Task 1: Render the entries as a numbered list, starting at the line that contains "of the colonial" and ending at the last line of the entries, with blank lines omitted.

Text excerpt:
········
Harald Krassnitzer (born 10 September 1960, in Grödig, Austria) is an Austrian actor.

Life 
Krassnitzer grew up in Grödig, in the Flachgau district in Salzburg state, Austria. His father was a locksmith, while his mother worked in a candy factory. After graduating from the HTL in Eisenstadt, he was trained as a forwarding agent.

Krassnitzer was trained as an actor at the Elisabethbühne in Salzburg, where he was employed for four years upon the completion of his studies. After that he played at the Schauspielhaus Graz in Graz, the Wiener Volkstheater in Vienna and the Saarland State Theatre in Saarbrücken.

Since 1995, Krassnitzer has acted mainly in television series (Der Bergdoktor, Der Winzerkönig, Tatort). He has been playing the role of the investigator Moritz Eisner in the Tatort series for the ORF since 1999, partly alone, and partly with changing colleagues. Since his 24th case, he is now working with Bibi Fellner, played by Adele Neuhauser.

He appeared as a co-moderator alongside Peter Rapp at the Licht ins Dunkel Gala in 1998. In summer 1999, Krassnitzer presented the film series Wunderland as a personal love letter to Austria, in which he presented his favorite music and his favorite places.

Krassnitzer is committed to Hilfswerk Austria. He is co-owner of the company Blinklicht, a production company for mobile TV, which he founded in Vienna with two childhood friends.

Since 7 July 2009, he is married to German actress Ann-Kathrin Kramer, with whom he previously was romantically involved for more than nine years. He currently lives in Wuppertal and has a second home in the Tirol region (Mieming).

Harald Krassnitzer is a social democrat and regularly supports the Social Democratic Party of Austria.

Works

Theatre 
 Prince in "Yvonne, Princess of Burgund" by Witold Gombrowicz, 1987
 Jojo in "Das Gauklermärchen", Michael Ende, 1987, Elisabethbühne
 Peer Gynt in "Peer Gynt", Henrik Ibsen
 King Johann in "König Johann", Friedrich Dürrenmatt
 Hamlet in "Hamlet", Heiner Müller
 Oedipus in "King Oedipus" and "Oedipus at Colonos", Sophokles
 Xerxes in "The Persians", Volker Braun (Aischylos)
 Karl Moor in "The Robbers", Friedrich Schiller
 Faust in "Faust I und II", with Johann Wolfgang von Goethe
 Primislaus in "Libussa" with Franz Grillparzer
 Truffaldino in "Diener zweier Herren" with Carlo Goldoni
 Fernando in "Stella" with  Johann Wolfgang von Goethe

Filmography (selection) 
 1996: Der Pakt – Wenn Kinder töten
 1997: Stockinger – Spuren in den Tod
 1997: Der Bergdoktor (TV series)
········
Input:
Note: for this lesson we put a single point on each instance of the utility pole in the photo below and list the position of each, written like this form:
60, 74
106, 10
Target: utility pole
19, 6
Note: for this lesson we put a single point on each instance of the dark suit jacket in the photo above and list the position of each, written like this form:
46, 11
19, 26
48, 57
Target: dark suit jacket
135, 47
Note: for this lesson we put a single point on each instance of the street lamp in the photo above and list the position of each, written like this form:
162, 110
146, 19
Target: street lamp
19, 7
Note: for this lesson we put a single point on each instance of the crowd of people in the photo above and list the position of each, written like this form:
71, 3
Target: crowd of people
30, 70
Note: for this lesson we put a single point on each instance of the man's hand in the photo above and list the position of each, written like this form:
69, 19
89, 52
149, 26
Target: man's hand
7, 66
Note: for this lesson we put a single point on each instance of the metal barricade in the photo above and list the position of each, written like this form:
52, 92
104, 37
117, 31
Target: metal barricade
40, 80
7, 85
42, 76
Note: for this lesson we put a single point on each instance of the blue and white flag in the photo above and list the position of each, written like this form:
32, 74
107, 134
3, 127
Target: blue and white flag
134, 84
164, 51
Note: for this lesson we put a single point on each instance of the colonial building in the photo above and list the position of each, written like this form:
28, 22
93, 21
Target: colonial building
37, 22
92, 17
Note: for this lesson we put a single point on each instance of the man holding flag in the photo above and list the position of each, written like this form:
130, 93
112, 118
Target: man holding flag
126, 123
········
Task 2: Condense the paragraph of the article on Harald Krassnitzer that begins "Krassnitzer was trained as an actor" into a shorter version that retains its main facts.

Correct response 1:
1. Note: for this lesson we put a single point on each instance of the colonial building in the photo above and list the position of each, written like this form:
2. 28, 22
3. 93, 21
4. Target: colonial building
5. 37, 22
6. 92, 17
7. Note: for this lesson we put a single point on each instance of the man holding flag in the photo above and list the position of each, written like this form:
8. 130, 93
9. 112, 118
10. Target: man holding flag
11. 126, 123

Correct response 2: Krassnitzer trained as an actor at the Elisabethbühne in Salzburg and worked there for four years after completing his studies. He then performed at the Schauspielhaus Graz, the Wiener Volkstheater in Vienna, and the Saarland State Theatre in Saarbrücken.